Repérez chaque ligne des entrées ci-dessous qui contient la chaîne « this », en tenant compte de la casse, puis recopiez ces lignes.

:: ENTRÉES FOURNIES

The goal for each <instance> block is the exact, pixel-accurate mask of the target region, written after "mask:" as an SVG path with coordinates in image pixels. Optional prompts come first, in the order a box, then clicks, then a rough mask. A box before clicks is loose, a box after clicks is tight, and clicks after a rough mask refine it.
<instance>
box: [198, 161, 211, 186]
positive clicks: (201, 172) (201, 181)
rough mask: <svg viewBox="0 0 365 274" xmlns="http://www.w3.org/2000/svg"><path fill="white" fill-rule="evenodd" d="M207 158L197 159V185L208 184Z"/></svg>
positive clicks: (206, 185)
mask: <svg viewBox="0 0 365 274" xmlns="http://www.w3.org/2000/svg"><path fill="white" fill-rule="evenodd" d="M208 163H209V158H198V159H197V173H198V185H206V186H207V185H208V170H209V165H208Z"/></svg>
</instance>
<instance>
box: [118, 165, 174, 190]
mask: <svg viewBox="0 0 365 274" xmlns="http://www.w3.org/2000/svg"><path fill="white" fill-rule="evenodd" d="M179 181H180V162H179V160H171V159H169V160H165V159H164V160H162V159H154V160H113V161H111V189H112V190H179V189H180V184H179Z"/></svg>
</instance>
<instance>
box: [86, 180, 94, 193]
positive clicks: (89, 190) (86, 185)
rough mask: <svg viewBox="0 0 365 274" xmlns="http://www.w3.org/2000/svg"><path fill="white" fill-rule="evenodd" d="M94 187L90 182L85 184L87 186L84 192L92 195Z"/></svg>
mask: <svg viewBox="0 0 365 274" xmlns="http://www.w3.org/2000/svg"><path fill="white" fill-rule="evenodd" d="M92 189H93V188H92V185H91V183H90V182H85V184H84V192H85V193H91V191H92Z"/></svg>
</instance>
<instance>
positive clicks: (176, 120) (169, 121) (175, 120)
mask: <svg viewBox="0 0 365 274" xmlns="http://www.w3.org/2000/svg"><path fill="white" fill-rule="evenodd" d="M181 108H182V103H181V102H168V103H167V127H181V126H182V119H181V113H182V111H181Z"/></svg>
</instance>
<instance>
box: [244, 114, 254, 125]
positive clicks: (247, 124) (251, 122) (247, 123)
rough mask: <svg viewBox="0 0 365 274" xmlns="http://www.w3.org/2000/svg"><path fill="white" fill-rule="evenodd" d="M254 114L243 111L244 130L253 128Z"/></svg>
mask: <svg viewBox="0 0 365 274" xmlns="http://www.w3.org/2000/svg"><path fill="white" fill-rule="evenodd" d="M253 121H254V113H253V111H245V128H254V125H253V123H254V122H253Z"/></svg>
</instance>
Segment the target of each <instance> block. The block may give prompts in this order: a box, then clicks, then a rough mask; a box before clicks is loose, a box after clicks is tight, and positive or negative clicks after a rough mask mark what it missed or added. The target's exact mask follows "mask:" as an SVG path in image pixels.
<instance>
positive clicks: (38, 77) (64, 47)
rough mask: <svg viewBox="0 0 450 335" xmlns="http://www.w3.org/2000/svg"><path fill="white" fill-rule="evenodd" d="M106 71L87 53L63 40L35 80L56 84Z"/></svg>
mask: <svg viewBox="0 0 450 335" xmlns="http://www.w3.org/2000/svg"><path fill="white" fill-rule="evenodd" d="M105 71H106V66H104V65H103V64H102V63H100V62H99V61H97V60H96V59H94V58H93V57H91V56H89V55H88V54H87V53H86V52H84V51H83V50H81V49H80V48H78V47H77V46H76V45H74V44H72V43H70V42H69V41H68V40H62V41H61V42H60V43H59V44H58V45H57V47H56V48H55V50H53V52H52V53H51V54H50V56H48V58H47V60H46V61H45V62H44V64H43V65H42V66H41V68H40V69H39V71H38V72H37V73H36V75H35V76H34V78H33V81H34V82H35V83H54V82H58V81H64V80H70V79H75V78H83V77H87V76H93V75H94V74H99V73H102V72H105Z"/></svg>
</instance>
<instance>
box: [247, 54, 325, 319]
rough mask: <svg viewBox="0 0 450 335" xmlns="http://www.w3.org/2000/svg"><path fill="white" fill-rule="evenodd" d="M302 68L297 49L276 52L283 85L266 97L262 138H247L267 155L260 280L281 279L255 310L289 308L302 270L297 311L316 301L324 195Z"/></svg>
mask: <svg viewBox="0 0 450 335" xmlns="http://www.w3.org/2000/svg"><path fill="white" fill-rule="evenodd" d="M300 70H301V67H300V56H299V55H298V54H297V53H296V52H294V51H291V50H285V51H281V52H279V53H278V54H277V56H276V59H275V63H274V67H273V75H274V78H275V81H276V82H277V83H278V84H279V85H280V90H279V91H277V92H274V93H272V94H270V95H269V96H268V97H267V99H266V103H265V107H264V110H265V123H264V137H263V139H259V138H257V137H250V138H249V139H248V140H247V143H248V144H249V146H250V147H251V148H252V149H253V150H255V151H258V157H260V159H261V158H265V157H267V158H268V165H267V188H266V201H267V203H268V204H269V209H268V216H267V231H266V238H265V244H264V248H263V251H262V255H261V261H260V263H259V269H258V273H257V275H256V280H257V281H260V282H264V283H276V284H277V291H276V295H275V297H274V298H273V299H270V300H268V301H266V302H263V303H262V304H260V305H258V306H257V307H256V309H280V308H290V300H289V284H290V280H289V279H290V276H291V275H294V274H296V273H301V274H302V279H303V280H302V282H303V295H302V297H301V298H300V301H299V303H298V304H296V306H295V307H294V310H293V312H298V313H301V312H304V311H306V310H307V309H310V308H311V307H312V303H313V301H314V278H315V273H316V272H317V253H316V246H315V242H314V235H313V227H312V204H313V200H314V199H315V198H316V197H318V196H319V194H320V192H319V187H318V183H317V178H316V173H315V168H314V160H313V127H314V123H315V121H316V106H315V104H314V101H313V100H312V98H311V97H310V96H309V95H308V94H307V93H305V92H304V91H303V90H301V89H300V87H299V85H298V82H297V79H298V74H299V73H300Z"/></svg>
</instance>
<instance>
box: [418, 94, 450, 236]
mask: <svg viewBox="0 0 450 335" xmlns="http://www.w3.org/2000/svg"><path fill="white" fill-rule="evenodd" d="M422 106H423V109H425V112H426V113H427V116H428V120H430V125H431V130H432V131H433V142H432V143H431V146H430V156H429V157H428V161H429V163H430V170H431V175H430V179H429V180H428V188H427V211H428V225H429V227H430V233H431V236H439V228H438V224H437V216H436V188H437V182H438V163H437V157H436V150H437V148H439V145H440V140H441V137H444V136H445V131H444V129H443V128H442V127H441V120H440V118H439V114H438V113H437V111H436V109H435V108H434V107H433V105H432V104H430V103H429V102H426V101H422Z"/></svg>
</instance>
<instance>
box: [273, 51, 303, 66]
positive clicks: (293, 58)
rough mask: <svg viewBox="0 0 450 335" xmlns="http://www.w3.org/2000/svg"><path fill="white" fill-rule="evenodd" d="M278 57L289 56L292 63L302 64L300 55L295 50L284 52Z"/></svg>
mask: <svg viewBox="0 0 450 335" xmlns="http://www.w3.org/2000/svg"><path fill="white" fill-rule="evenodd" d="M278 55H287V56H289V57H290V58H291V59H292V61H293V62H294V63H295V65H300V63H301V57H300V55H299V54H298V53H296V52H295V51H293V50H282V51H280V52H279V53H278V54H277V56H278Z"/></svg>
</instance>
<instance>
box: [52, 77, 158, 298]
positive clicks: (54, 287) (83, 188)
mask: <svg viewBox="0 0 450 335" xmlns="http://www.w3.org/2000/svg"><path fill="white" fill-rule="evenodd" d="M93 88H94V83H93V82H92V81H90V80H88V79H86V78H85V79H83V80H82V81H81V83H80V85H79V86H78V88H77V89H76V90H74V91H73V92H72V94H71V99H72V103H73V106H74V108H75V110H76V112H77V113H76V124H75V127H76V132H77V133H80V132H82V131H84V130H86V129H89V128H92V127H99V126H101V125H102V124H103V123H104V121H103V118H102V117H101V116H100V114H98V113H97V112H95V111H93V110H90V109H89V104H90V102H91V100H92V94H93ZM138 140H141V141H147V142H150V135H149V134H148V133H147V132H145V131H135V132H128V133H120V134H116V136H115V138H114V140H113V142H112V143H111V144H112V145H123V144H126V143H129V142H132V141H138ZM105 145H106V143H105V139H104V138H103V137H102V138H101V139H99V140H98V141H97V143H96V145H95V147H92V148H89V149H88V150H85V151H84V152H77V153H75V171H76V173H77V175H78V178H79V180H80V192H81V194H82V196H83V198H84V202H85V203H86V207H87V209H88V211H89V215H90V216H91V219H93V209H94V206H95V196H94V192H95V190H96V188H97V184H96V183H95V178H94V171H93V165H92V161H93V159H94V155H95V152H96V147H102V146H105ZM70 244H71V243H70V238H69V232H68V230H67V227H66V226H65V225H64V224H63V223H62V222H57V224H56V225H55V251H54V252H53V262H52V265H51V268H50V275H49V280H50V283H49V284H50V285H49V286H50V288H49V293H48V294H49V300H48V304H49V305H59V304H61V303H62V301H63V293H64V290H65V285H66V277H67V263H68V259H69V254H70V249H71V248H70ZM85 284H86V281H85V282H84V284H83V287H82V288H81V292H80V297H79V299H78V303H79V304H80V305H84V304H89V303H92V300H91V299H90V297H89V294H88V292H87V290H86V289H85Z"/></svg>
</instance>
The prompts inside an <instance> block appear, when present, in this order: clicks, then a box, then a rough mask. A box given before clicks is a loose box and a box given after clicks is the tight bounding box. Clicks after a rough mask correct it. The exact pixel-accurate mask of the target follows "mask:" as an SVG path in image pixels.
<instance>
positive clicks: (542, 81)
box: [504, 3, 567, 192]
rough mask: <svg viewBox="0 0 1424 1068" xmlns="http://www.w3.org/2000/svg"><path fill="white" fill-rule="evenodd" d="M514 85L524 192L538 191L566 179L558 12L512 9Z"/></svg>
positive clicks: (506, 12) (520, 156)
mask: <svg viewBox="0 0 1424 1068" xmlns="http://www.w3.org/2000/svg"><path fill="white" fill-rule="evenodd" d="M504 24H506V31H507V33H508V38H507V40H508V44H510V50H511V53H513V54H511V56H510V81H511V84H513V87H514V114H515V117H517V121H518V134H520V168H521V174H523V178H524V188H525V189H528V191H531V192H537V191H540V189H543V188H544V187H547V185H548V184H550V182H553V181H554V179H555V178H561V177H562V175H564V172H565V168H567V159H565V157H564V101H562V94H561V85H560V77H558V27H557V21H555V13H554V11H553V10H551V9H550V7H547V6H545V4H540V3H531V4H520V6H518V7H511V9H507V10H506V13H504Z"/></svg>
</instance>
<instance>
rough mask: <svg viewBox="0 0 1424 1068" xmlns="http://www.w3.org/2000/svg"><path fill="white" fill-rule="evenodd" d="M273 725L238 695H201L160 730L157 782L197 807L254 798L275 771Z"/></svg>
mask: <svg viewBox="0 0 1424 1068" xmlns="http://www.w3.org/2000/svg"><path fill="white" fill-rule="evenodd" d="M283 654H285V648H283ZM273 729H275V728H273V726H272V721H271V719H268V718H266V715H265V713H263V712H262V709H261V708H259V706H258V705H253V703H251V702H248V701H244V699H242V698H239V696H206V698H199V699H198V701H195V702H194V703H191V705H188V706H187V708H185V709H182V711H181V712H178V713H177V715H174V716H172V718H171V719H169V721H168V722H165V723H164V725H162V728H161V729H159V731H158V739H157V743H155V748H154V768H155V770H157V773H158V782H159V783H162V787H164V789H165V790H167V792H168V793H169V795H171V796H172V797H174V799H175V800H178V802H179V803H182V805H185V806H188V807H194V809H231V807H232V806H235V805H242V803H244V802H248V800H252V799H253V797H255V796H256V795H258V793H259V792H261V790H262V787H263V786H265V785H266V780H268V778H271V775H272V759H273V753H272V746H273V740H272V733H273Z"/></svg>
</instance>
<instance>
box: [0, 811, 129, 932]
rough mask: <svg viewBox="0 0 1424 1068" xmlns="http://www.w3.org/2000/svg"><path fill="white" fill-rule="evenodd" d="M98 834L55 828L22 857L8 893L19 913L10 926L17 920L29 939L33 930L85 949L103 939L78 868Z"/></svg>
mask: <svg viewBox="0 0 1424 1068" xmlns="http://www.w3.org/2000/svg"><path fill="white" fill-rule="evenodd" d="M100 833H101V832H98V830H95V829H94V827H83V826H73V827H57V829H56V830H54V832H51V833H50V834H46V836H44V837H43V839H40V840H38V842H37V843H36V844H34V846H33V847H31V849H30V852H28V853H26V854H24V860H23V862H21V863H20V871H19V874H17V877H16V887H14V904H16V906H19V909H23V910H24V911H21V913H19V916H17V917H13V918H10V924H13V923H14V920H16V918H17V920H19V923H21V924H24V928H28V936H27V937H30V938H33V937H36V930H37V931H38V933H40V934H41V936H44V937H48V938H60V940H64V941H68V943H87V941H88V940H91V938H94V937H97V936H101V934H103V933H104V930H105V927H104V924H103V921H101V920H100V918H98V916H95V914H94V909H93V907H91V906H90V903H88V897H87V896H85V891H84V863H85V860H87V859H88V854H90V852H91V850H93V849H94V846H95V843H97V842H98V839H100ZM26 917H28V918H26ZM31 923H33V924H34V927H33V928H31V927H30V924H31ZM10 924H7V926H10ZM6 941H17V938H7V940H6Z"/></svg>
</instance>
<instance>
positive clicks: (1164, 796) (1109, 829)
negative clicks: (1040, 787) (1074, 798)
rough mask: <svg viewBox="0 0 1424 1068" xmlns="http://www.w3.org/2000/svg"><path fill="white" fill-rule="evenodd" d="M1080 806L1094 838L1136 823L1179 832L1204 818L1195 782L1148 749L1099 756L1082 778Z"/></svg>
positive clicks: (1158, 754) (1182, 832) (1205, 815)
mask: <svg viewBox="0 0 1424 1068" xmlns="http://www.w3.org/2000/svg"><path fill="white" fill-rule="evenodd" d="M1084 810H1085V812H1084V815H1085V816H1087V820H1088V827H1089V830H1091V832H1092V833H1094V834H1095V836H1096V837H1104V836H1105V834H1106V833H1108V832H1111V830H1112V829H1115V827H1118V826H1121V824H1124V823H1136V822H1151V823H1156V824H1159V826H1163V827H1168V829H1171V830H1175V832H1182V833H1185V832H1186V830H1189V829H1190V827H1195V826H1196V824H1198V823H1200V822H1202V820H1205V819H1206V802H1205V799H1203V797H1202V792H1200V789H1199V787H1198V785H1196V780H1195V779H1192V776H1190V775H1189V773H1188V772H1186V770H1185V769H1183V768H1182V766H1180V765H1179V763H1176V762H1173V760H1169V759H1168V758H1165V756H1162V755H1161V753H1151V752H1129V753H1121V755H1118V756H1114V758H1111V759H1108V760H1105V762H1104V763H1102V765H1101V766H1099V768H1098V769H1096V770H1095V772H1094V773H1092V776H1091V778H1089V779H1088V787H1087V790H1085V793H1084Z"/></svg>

::::

> _RÉPONSE_
Segment the target of each <instance> block. The block may give prompts in this order: a box, then clicks, then a rough mask; a box before clicks is loose, a box after clicks is tight, and positive or negative clicks after a rough mask mark what it missed or added. The target's exact mask follows "mask:" as an SVG path in image pixels.
The prompts inside an <instance> block appear, when present, in this order: clicks, then a box, then a rough mask. A box given before clicks is a loose box and a box given after clicks is the tight bounding box. Clicks after a rough mask correct it. The exact pixel-accurate mask of the target follows "mask:" as an SVG path in image pixels.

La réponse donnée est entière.